* GOALS
a: Translate this sentence from the passage on Soma and DKSH into French: "DKSH provides sales, marketing, application engineering, and after-sales services for the flexible packaging segment."
b: Reproduce everything in the passage on Soma and DKSH from "We have been" down to "Asia and India.", with no changes.

* SOURCE EXTRACT
────

We have been following Soma for a long time by mostly meeting them at exhibitions in Europe, including Labelexpo in Brussels and K in Dusseldorf. Our most recent encounter was at K2019 in Dusseldorf, where the company showed some impressive work on its second-generation short-run Optima CI flexo press and which we reported in our coverage of the show. More importantly, this was the first show where we met up with DKSH at the SOMA stand as its representatives in Asia and India.

DKSH is not just another distributor but a formidable trading and technical servicing company present in several industry verticals. And its mission in partnering Soma is to create a better bridge between the company and its potential customers – the Asian flexible packaging printers who, like us, have been observing SOMA for quite some time.

DKSH’s Business Unit Technology, a part of the DKSH Group, is a market expansion services provider for technology companies in Asia. Its partnership with Soma covers printing and converting solutions for flexible packaging in Japan, Korea, Indonesia, Malaysia, Singapore, Thailand, Philippines, and India. DKSH provides sales, marketing, application engineering, and after-sales services for the flexible packaging segment. The company has more than 100 staff just in India, mainly because of the other verticals it works in. But the business unit technology flexible packaging leadership in Asia also sits in Hyderabad in India in the person of well-known industry senior executive and hands-on flexo technologist Suhas Kulkarni.

────

* DATA SHOWN
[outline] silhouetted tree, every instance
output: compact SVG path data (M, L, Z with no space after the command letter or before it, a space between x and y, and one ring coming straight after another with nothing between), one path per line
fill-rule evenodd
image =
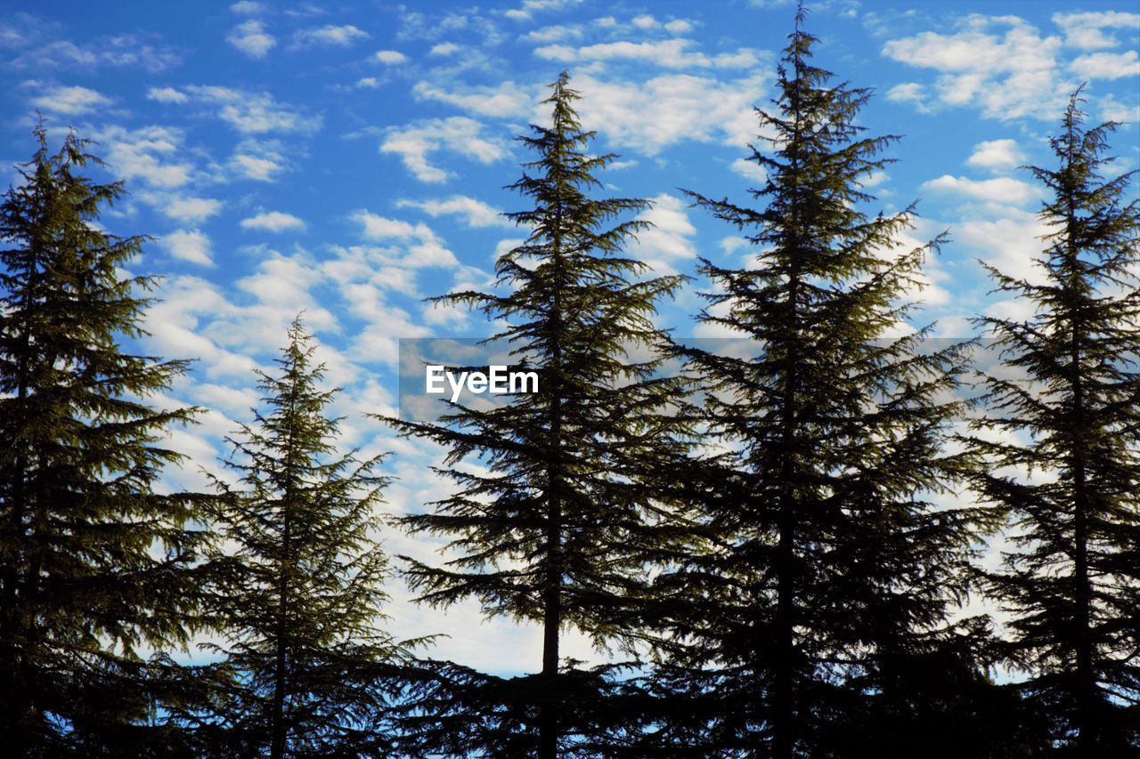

────

* LIST OF SOLUTIONS
a: DKSH fournit des services de vente, de marketing, d'ingénierie d'application et d'après-vente pour le segment de l'emballage flexible.

b:
We have been following Soma for a long time by mostly meeting them at exhibitions in Europe, including Labelexpo in Brussels and K in Dusseldorf. Our most recent encounter was at K2019 in Dusseldorf, where the company showed some impressive work on its second-generation short-run Optima CI flexo press and which we reported in our coverage of the show. More importantly, this was the first show where we met up with DKSH at the SOMA stand as its representatives in Asia and India.